→ TASK BRIEF: Rewrite every item below as a JSON list of strings, with one string per line and blank lines left out.
━━ DATA
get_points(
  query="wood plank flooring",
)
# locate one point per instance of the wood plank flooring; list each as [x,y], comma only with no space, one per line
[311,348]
━━━━
→ RESULT:
[
  "get_points(",
  "  query=\"wood plank flooring\",",
  ")",
  "# locate one point per instance of the wood plank flooring; list each as [x,y], comma only with no space, one per line",
  "[311,348]"
]